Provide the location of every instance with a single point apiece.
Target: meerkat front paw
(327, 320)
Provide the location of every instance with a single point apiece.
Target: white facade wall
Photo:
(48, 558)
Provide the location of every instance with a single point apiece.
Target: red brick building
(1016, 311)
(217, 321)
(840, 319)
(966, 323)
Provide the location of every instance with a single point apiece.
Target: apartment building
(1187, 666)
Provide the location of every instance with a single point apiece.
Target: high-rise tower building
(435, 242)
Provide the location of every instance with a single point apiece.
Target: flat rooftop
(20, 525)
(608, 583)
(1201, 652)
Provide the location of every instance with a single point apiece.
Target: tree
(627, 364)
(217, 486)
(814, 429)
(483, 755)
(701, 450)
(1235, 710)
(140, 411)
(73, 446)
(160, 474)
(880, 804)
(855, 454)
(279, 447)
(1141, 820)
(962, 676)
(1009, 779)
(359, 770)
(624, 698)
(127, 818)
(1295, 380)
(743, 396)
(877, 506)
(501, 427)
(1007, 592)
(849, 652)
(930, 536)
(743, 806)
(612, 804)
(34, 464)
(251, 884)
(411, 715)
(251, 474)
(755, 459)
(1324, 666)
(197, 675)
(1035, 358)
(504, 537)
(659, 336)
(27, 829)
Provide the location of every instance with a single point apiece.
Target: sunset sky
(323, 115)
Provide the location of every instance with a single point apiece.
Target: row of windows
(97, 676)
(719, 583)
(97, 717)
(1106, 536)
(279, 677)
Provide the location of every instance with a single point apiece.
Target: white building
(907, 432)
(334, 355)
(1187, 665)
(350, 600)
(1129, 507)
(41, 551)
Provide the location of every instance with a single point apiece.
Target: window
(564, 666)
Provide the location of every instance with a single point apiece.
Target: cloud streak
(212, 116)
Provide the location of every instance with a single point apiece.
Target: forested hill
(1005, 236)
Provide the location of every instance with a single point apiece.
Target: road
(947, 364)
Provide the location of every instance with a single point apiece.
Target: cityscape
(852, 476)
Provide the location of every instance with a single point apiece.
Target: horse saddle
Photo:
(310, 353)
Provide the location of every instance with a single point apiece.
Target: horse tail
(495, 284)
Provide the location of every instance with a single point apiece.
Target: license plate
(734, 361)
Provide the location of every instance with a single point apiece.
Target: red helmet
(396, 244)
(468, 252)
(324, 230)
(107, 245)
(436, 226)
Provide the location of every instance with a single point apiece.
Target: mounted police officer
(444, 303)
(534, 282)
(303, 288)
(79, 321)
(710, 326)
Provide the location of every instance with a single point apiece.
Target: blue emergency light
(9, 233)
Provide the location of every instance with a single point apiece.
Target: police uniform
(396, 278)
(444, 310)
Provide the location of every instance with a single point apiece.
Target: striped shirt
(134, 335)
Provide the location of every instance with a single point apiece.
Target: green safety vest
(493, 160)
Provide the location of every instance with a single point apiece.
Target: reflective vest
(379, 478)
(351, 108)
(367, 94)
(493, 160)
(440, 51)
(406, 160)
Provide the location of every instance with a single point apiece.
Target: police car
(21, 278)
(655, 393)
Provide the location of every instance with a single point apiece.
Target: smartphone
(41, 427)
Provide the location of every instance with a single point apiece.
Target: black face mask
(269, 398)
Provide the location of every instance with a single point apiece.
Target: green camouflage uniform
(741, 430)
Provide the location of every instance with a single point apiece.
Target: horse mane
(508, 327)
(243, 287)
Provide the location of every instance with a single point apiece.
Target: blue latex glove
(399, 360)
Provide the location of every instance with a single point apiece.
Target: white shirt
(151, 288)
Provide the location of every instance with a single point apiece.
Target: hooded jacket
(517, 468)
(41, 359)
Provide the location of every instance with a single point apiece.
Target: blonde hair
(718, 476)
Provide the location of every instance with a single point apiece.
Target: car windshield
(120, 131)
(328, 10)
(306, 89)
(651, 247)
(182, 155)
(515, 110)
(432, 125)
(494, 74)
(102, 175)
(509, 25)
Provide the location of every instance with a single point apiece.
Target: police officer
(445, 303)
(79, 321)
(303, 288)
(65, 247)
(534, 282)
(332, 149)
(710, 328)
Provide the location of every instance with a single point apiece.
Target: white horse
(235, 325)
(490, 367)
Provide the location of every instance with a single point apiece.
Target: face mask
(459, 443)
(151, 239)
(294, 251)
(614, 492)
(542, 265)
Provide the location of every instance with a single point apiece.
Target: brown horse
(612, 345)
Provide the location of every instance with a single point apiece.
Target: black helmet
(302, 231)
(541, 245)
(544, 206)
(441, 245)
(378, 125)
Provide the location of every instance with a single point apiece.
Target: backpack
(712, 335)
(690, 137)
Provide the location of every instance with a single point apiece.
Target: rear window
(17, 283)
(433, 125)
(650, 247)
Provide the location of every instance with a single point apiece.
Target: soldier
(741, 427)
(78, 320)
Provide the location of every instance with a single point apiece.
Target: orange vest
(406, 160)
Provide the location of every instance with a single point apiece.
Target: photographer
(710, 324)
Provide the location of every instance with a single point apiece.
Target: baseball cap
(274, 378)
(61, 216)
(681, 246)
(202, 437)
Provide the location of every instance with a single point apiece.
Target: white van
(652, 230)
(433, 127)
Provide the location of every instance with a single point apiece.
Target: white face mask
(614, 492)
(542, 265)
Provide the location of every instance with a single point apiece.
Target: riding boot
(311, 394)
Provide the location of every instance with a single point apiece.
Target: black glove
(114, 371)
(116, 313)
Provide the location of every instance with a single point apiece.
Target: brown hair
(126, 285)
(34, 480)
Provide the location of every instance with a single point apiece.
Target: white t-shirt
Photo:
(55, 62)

━━━━━━━━━━━━━━━━

--- Requirement ---
You are asked to transcribe all of the data above exactly.

--- Answer to the problem ---
Provide the location of every instance with a single point apiece.
Target: meerkat front paw
(327, 320)
Provide the location of every instance with a single point apiece.
Target: white facade wall
Photo:
(48, 558)
Provide the location of every instance with a single point apiece.
Target: red brick building
(1016, 311)
(217, 321)
(840, 319)
(966, 323)
Provide the location of every instance with a single point apiece.
Target: apartment building
(1187, 666)
Provide the location of every instance with a single point apiece.
Target: high-rise tower building
(435, 242)
Provide the location of every instance with a single point apiece.
Target: flat rooftop
(20, 525)
(608, 583)
(1201, 652)
Provide the location of every instance with a single point apiece.
Target: tree
(627, 364)
(217, 486)
(814, 429)
(483, 755)
(701, 450)
(1235, 710)
(140, 411)
(73, 446)
(160, 474)
(880, 804)
(855, 454)
(279, 447)
(1141, 820)
(962, 676)
(1009, 779)
(359, 770)
(624, 698)
(127, 818)
(1295, 380)
(743, 396)
(877, 506)
(501, 427)
(1007, 592)
(849, 652)
(930, 536)
(743, 806)
(612, 804)
(34, 464)
(251, 884)
(411, 715)
(251, 474)
(755, 459)
(1324, 666)
(197, 675)
(1035, 358)
(504, 537)
(659, 336)
(27, 829)
Provide the location of every instance with a single point apiece.
Target: sunset sky
(323, 115)
Provide the location of every instance with a single point apiece.
Target: row of windows
(97, 676)
(719, 583)
(97, 717)
(1106, 536)
(279, 677)
Provide the location of every instance with a single point apiece.
Target: white building
(907, 432)
(334, 355)
(1187, 665)
(350, 600)
(1129, 507)
(41, 551)
Provide the location of every instance with a single point apiece.
Target: window
(564, 666)
Provide the location of every instance with a single point apiece.
Target: cloud streak
(212, 116)
Provide the location of every instance with a single point apiece.
Target: forested hill
(1005, 236)
Provide the location of every instance with a single point apiece.
Target: road
(947, 364)
Provide the location of every instance with a single point apiece.
Target: cityscape
(852, 476)
Provide the location of every instance with a single point apiece.
Target: horse saddle
Photo:
(310, 353)
Provide the location of every instance with a single point apiece.
Target: horse tail
(495, 284)
Provide the location of every instance with a single point apiece.
Target: license plate
(734, 361)
Provide the location of every instance with a single point apiece.
Target: red helmet
(396, 244)
(468, 252)
(324, 230)
(107, 245)
(436, 226)
Provide the location of every instance with a single point apiece.
Target: mounted police officer
(444, 303)
(534, 282)
(303, 288)
(79, 321)
(710, 326)
Provide the location of every instance with a single point apiece.
Target: blue emergency light
(9, 233)
Provide the location of every instance with a single point apiece.
Target: police uniform
(396, 278)
(444, 310)
Provide the location of every instance with a single point apiece.
Target: striped shirt
(134, 335)
Provide the location of every instance with a single point apiece.
Target: green safety vest
(493, 160)
Provide the location of every instance with a single point apiece.
Target: reflective vest
(379, 478)
(351, 108)
(367, 94)
(493, 160)
(440, 51)
(406, 160)
Provide the location of every instance with a single point apiece.
Target: police car
(21, 278)
(655, 393)
Provide the location of every instance with a single point apiece.
Target: smartphone
(41, 427)
Provide the location of every instance with a single point apiece.
Target: black face mask
(269, 398)
Provide the location of every instance with a single point apiece.
Target: green camouflage uniform
(741, 430)
Provide the location of every instance with a single point apiece.
Target: horse mane
(508, 327)
(243, 287)
Provide the location of every instance with a single point apiece.
Target: blue latex glove
(399, 360)
Provide the location of every instance with a single point apiece.
Target: white shirt
(151, 288)
Provide the location of every instance with a single point apiece.
Target: hooded jacket
(517, 468)
(41, 359)
Provide the location of every instance with a single point apiece.
Target: blonde hair
(718, 476)
Provide the location of every instance with a single point apiece.
Target: car windshield
(120, 131)
(328, 10)
(306, 89)
(651, 247)
(182, 155)
(515, 110)
(432, 125)
(494, 74)
(102, 175)
(509, 25)
Provide the location of every instance with a single point apiece.
Target: police officer
(445, 303)
(79, 321)
(303, 288)
(65, 247)
(534, 282)
(332, 149)
(710, 328)
Provide the location of every instance with a single point apiece.
Target: white horse
(235, 325)
(490, 367)
Provide the location of every instance with a single point apiece.
Target: face mask
(459, 443)
(151, 239)
(294, 251)
(614, 492)
(542, 265)
Provide the location of every instance with a single point apiece.
Target: brown horse
(612, 345)
Provide the location of every instance with a single point apiece.
Target: black helmet
(302, 231)
(541, 245)
(544, 206)
(441, 245)
(378, 125)
Provide the location of every instance with a single point apiece.
Target: backpack
(712, 335)
(690, 137)
Provide the location of every instance with a single point apiece.
Target: rear window
(17, 283)
(433, 125)
(650, 247)
Provide the location of every instance with a single point apiece.
Target: soldier
(741, 427)
(78, 320)
Provide the location of every instance with a single point apiece.
Target: orange vest
(406, 160)
Provide the location of every instance with a single point apiece.
Target: photographer
(710, 324)
Provide the location of every instance with a single point apiece.
Target: baseball cap
(274, 378)
(61, 216)
(681, 246)
(202, 437)
Provide the location of every instance with a single point apiece.
Target: white van
(652, 230)
(433, 127)
Provide the location of every instance with a single point apiece.
Target: white face mask
(614, 492)
(542, 265)
Provide the location of every instance with a single point apiece.
Target: riding boot
(311, 394)
Provide the location of every instance with a single point apiece.
Target: black glove
(114, 371)
(116, 313)
Provide the location of every instance with a single point apiece.
Target: brown hair
(126, 285)
(34, 480)
Provide the location of every instance with a single point apiece.
Target: white t-shirt
Photo:
(55, 62)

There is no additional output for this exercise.